Увлекаемый, как в дикой сказке по лесной дороге,
зажатый, скрученный, Василий Иванович не мог даже обернуться и только
чувствовал, как сияние за спиной удаляется, дробимое деревьями, и вот уже нет
его, и кругом чернеет бездейственно ропщущая чаша.
Trying to oppose violence, Vasliy Ivanovich uses the phrase
priglashenie na kazn':
-- Я буду жаловаться, -- завопил
Василий Иванович. -- Отдайте мне мой мешок. Я вправе остаться где желаю. Да
ведь это какое-то приглашение на казнь, -- будто добавил он, когда его
подхватили под руки.
In VN's novel Priglashenie na kazn' ("Invitation to a Beheasing."
1935) everybody, except Cincinnatus, is transparent.
The characters of "The Waltz Invention" include the invisible
President:
Дверь распахивается.
Голос. Господин
Президент Республики!
Генералы встают, как бы
идут навстречу и возвращаются, словно сопровождая кого-то, но
сопровождаемый -- невидим. Невидимого Президента подводят к пустому креслу,
и по движениям Герба и министра видно, что невидимого
усаживают.
Министр (к пустому креслу). Господин Президент,
позволяю себе сказать, что вы пожаловали к нам весьма своевременно!
За сегодняшний день, -- полковник, придвиньте к Президенту
пепельницу, -- за сегодняшний день случилось нечто столь важное, что
ваше присутствие необходимо. Господин Президент, по некоторым
признакам приходится заключить, что мы находимся накануне
государственного переворота, -- или, вернее, этот переворот происходит вот
сейчас, в этой зале. Невероятно, но так. Я по крайней мере, и вот
-- комиссия, и... и, словом, все тут считаем, что нужно покориться,
нужно принять неизбежное... И вот мы сейчас слушаем речь, -- я
затрудняюсь охарактеризовать её, но она... но она,
господин Президент, она -- почти тронная!..
Сон. Ну, Вальс, валяйте дальше. Я любуюсь вами, вы
гениальны.
Министр. Вот вы послушайте, господин Президент, вы только
послушайте... (Act Two)
As he speaks to the President, the Minister twice repeats the word
poslushayte (listen).
Poslushayte (1914) is a poem by
Mayakovski. VN's "late namesake" is the author of
Oblako v shtanakh
("Trousered Cloud," 1915) and
Khorosho ("Good," 1927). In VN's story
Istreblenie tiranov (
"Tyrants
Destroyed," 1938) khorosho-s ("now then") is
the opening word in the
verses of our
foremost poet declaimed on the radio by an actor's juicy voice, replete
with baritone modulations:
Хорошо-с,-- а помните, граждане,
Как хирел наш край без
отца?
Так без хмеля сильнейшая жажда
Не создаст ни пивца, ни
певца.
Вообразите, ни реп нет,
Ни баклажанов, ни брюкв...

## Фрагмент набора данных
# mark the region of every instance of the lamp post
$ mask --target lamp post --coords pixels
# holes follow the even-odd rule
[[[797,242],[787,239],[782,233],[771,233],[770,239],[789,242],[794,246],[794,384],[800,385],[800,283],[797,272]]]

## Письменное задание
Согласуются ли с фрагментом текста три утверждения? На каждое ответьте «да» или «нет» и приведите решающие слова фрагмента дословно.
1. Увлекаемый по лесной дороге, Василий Иванович обернулся и посмотрел на удаляющееся сияние.
2. Президент Республики входит в залу видимым для всех.
3. Обращаясь к Президенту, министр дважды повторяет слово «послушайте».
Листинг для этой работы не понадобится.

## Ответ к заданию
1. Нет: «Василий Иванович не мог даже обернуться».
2. Нет: «сопровождаемый -- невидим».
3. Да: «As he speaks to the President, the Minister twice repeats the word poslushayte (listen)».